* **Requirements**: Nothing but the lines from the one with "Every instance of the white" to the final line should be returned, each exactly as it appears.

Records from a collection:

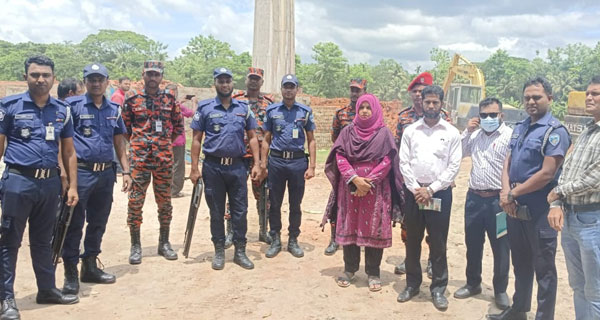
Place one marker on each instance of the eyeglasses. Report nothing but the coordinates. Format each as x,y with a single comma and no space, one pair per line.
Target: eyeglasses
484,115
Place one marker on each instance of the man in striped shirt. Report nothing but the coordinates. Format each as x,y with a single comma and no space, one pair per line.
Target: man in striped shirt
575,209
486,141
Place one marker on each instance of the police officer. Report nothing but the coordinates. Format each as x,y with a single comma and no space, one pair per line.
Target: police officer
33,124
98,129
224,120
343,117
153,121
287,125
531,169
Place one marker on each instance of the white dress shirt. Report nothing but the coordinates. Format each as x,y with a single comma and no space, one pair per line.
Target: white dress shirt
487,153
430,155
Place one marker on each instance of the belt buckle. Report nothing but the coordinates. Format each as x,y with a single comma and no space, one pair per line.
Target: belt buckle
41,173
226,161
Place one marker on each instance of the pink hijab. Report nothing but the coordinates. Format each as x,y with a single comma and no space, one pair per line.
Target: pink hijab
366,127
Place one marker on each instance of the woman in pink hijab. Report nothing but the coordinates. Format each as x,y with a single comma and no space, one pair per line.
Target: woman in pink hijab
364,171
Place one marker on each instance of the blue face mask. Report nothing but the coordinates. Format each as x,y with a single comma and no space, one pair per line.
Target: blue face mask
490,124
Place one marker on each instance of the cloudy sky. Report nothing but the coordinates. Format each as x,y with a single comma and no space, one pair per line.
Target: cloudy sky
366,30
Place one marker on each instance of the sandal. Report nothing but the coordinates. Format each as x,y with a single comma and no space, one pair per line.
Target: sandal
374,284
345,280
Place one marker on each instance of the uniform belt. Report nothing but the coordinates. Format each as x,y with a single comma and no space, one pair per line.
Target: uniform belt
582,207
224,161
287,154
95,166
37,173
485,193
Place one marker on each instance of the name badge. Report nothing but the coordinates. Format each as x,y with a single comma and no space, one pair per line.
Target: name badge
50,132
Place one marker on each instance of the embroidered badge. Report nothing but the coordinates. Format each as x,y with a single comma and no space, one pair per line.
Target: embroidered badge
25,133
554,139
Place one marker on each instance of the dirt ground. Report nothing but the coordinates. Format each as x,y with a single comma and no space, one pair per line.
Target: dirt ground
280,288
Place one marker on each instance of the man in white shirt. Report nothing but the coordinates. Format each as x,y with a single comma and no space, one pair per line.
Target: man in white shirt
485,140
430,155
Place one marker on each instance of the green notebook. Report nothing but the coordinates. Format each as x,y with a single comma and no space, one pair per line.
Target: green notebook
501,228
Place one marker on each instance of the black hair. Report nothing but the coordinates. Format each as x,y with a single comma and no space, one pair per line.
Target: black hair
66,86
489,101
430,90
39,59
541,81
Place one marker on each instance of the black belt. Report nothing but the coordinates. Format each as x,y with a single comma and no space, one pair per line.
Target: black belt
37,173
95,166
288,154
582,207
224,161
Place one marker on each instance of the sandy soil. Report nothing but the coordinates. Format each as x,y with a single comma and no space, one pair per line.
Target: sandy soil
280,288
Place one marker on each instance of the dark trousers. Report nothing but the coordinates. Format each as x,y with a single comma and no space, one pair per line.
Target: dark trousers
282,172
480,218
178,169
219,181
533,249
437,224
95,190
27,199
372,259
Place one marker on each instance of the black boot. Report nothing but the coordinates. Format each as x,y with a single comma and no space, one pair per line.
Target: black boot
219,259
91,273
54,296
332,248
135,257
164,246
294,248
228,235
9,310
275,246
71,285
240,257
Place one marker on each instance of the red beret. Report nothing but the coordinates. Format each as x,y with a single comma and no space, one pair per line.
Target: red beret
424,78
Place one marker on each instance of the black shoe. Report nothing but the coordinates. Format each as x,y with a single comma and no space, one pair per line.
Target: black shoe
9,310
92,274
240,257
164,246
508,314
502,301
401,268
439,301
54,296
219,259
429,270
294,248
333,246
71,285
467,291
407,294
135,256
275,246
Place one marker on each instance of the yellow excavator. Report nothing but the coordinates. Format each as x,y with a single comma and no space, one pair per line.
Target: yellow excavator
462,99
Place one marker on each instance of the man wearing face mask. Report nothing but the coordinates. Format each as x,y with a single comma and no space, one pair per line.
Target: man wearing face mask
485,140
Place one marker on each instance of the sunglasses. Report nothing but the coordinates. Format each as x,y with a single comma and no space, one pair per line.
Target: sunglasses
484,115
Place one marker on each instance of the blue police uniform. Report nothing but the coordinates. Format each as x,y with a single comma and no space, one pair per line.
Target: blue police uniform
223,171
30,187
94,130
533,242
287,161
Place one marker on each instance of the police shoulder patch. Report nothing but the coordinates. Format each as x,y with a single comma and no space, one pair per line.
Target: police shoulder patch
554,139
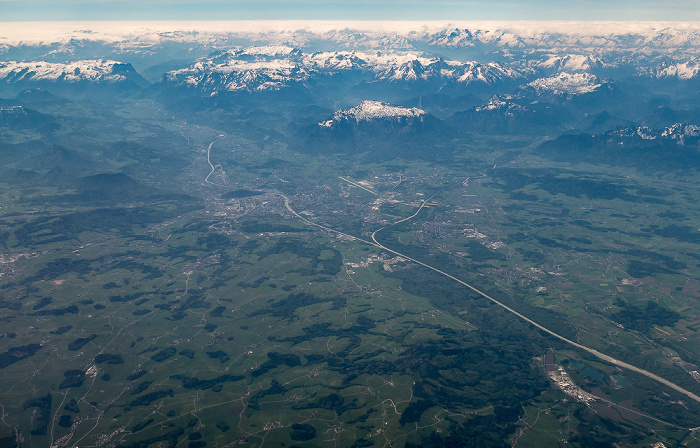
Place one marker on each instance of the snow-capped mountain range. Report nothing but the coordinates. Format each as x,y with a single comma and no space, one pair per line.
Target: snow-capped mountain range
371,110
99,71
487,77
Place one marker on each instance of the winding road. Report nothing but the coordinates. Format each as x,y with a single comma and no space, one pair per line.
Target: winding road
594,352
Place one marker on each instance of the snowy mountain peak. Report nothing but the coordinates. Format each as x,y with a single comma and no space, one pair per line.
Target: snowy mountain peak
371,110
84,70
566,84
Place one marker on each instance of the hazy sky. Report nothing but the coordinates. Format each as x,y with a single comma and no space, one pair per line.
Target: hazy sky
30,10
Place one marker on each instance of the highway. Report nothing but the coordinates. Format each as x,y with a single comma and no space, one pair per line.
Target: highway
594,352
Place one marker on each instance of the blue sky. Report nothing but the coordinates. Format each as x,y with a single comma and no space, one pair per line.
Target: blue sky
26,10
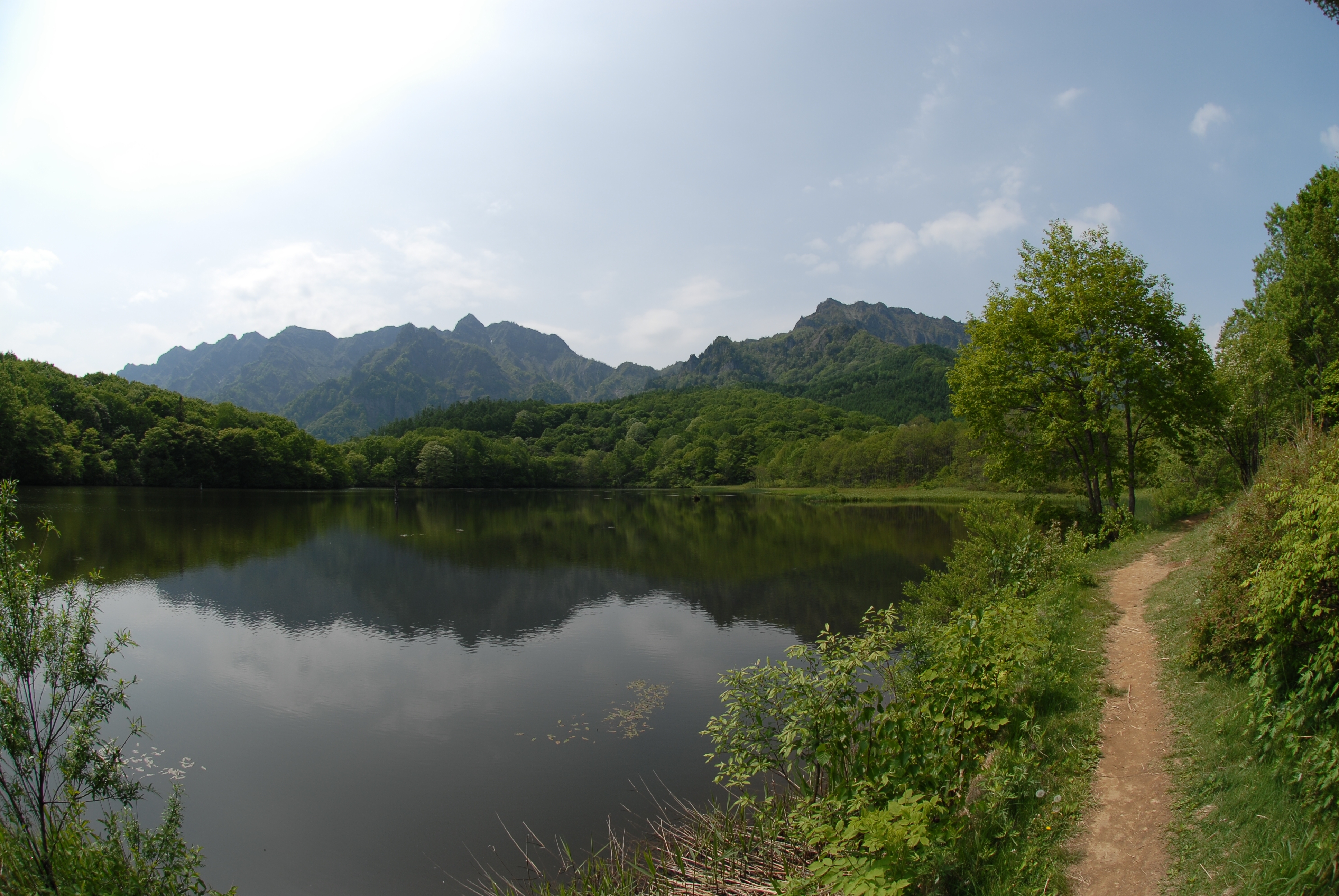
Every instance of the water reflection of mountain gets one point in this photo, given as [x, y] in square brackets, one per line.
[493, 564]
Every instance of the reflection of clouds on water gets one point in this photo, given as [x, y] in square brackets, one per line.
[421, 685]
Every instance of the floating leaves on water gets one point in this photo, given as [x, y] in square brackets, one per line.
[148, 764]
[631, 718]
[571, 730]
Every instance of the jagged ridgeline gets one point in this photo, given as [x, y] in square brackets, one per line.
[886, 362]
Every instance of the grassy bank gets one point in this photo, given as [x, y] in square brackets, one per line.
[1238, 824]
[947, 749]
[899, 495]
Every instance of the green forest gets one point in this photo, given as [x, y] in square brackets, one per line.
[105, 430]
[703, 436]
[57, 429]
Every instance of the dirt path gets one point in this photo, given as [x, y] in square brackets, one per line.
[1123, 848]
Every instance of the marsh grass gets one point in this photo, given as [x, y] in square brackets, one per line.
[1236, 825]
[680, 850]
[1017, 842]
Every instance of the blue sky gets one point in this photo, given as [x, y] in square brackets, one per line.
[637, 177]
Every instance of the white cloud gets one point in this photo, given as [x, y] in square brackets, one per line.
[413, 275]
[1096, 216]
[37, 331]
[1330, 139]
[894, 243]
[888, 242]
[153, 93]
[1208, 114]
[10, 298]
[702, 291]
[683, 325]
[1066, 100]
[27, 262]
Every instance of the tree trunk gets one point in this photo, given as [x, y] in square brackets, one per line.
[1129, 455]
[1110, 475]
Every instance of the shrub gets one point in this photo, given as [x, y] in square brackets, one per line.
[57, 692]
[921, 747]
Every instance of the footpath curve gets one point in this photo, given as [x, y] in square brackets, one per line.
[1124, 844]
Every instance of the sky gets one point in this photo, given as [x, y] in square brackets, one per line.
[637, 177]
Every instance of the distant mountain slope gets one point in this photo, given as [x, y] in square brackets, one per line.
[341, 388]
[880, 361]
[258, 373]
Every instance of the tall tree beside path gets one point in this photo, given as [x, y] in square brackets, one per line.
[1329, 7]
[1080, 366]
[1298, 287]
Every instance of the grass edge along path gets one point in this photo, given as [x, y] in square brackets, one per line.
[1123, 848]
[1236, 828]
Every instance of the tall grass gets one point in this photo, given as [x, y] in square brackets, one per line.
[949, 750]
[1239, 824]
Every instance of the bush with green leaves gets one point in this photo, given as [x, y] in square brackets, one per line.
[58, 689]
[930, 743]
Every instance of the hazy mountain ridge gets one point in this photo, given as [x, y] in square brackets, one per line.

* **Answer for the task**:
Every instance of the white cloud gets one point in this photo, given as [x, y] in square brackets, one per line.
[413, 275]
[1096, 216]
[37, 331]
[1330, 139]
[894, 243]
[888, 242]
[153, 93]
[1208, 114]
[10, 298]
[702, 291]
[683, 325]
[1066, 100]
[27, 262]
Every instance of the tree trunk gets one point in this photo, given as [x, y] in square brackets, one per line.
[1129, 455]
[1110, 475]
Every instance of the shrub gets one point in this photo, given as [x, y] in square brackets, one per line.
[57, 692]
[921, 747]
Every instance of the footpath curve gets one point in this photo, given as [x, y] in square brackets, one per line.
[1124, 844]
Every instance of the sky gets one point in this photo, given as [x, y] in square brackets, one per line.
[637, 177]
Every instance of the distant mountain slope gets one point in this photo, given as [x, y] in square brackets, one per line.
[341, 388]
[880, 361]
[258, 373]
Every instance of the tall tree beside path gets one point in this photo, given as [x, y] in square brackets, one per line.
[1329, 7]
[1080, 366]
[1298, 287]
Every instance of the grass edge along path gets one point in this photo, given as [x, y] in square brackets, one per line.
[1123, 848]
[1236, 828]
Every instance of the tall grass gets one point in this photo, given as [x, y] in square brackets, one per line.
[949, 750]
[1239, 824]
Every instance of the bush with green leaves gets one point in this photo, given as [x, y] in square brackets, one per line.
[58, 689]
[930, 743]
Every instance of the hazy mountain ridge gets one point in this photo, given as [x, y] in square brackets, one per line.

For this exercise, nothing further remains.